Data extract →
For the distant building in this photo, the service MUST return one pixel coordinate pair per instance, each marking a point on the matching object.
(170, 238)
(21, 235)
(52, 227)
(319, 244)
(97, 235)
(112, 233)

Written instruction →
Copy out every one of the lines above, word for word.

Response to this exercise →
For the distant building in this photo, the service MUST return one pixel coordinate pair per instance, each marking a point on the matching object.
(170, 238)
(21, 235)
(52, 227)
(319, 244)
(97, 235)
(112, 233)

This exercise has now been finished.